> _THE TASK_: Please give an exact printout of the records, without any pictures.

> _DATA FOR REVIEW_:
• • •

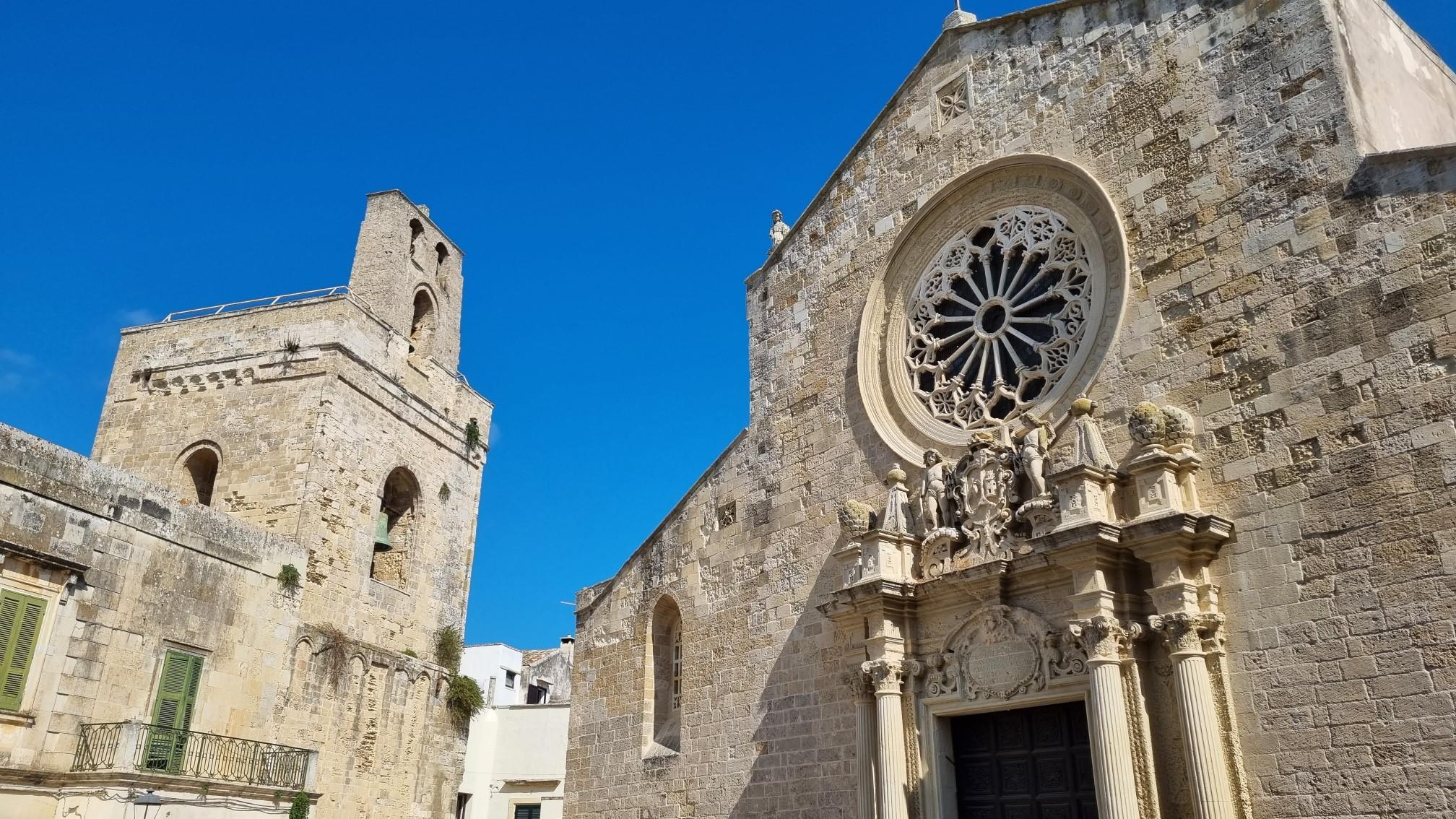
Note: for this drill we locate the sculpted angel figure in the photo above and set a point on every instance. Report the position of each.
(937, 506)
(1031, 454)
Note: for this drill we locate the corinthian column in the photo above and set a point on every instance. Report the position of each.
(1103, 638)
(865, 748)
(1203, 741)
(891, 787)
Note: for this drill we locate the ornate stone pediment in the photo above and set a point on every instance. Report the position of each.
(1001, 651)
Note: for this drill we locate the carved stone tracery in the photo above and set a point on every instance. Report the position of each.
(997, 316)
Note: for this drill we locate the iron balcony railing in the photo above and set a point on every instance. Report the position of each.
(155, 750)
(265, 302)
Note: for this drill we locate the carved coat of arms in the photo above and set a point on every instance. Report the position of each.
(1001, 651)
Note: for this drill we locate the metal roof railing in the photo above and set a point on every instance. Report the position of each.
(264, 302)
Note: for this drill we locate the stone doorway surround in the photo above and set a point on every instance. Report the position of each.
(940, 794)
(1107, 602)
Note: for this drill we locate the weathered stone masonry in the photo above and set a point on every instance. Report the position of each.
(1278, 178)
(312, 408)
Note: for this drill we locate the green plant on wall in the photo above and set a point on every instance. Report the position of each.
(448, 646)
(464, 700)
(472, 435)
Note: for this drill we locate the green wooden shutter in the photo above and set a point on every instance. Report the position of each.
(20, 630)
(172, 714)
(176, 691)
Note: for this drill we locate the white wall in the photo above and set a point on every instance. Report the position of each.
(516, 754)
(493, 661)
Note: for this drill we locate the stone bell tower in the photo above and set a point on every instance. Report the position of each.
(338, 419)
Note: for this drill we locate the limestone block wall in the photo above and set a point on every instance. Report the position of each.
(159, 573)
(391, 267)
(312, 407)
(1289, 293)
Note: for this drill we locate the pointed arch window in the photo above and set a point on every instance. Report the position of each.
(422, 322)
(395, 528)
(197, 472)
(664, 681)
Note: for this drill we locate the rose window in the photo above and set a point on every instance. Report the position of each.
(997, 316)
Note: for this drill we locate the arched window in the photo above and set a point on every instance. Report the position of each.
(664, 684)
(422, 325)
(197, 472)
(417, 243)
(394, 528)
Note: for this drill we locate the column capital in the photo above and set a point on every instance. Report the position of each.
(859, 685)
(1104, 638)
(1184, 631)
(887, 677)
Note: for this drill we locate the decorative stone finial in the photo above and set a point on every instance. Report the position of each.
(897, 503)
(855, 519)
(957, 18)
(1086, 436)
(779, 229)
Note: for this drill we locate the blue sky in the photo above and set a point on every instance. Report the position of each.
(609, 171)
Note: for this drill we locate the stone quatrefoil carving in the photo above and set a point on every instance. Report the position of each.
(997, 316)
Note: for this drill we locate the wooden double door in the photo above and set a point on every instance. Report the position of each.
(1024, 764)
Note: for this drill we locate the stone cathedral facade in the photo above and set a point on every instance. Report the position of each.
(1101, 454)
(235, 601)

• • •

> _TASK SOLUTION_:
Note: for this drill we locate the sculpted angel figure in the photo above and set a point on every instance. Report the position of each.
(937, 506)
(1031, 454)
Note: for this drill we locate the corinthian column in the photo above and set a point on every instance. Report the position of each.
(1103, 638)
(865, 748)
(1203, 741)
(891, 787)
Note: for this drill we locate the ornate stone pediment in the photo above and set a point on every instance. Report the position of each.
(1001, 651)
Note: for this drill we locate the carved stone tracery in the photo above and set a point on every instance. Report the position of each.
(997, 316)
Note: for this drill we locate the iron balcony railing in the photo above and set a point on every instance. Report the position of each.
(155, 750)
(265, 302)
Note: for this drill we locate the carved coat of arms in the photo above and set a point on every instance. Report the position of each.
(1001, 651)
Note: for this drill we locate the metal roof railing in the photo above and set a point on every instance. Report the position of each.
(264, 302)
Note: for this drill we locate the stone doorway surround in the photo above and set a point on every instance. Report the position of each.
(940, 794)
(1107, 602)
Note: for this drill we locate the weathered stone masonry in the photo above and set a point on every instance. Report the position of each.
(1278, 178)
(312, 408)
Note: for this drill we locate the green plant on wall in the photo above and set a point on every instance. Report the position of each.
(448, 646)
(464, 700)
(472, 435)
Note: for this drill we locate the green wooden shutter in the photo above and set a point on every instance. Report the position of each.
(20, 630)
(172, 714)
(176, 691)
Note: for this drill we locate the white wall in the photo above and set a point on every instance. Report the position of each.
(516, 754)
(493, 661)
Note: for this drill we locate the stone bell tower in the photo above and set a point on every instance. Report the position of each.
(338, 419)
Note: for this drill we locate the limestone block wall in the photo above and set a point on every instance. Report the position of each.
(159, 573)
(391, 267)
(312, 407)
(1289, 293)
Note: for this drill we locate the pointed arch window in the photo above and set a point on every instance. Report the position of each.
(422, 322)
(395, 528)
(197, 472)
(664, 681)
Note: for this drill we locate the rose window in the photo above and set a point on every instance. Report the position of each.
(997, 316)
Note: for this drill we locate the arched window in the photo above and set a point on every instance. Report the position of each.
(664, 684)
(422, 325)
(197, 472)
(417, 243)
(394, 528)
Note: for this drill we locate the column capital in the photo above and set a point on every instance. Report the position of each.
(859, 685)
(1104, 638)
(1184, 631)
(887, 677)
Note: for this drill we locate the decorative stone finial in the photo above and set a point on every instance. Report the position of each.
(897, 503)
(855, 519)
(957, 18)
(1086, 436)
(779, 229)
Note: for this drill we locate the blue sky in the photo above and set a point on every instance. Report the position of each.
(609, 171)
Note: for this drill we locate the stone quatrefoil carving in the photo above and set a point on every instance. Report the position of each.
(997, 316)
Note: for this drill we locate the wooden double door in the photo above and set a point on every instance. Report the position of each.
(1024, 764)
Note: for this drill we locate the stone cathedral facade in the photo above and set a point on every instance. Report the position of each.
(1101, 454)
(235, 601)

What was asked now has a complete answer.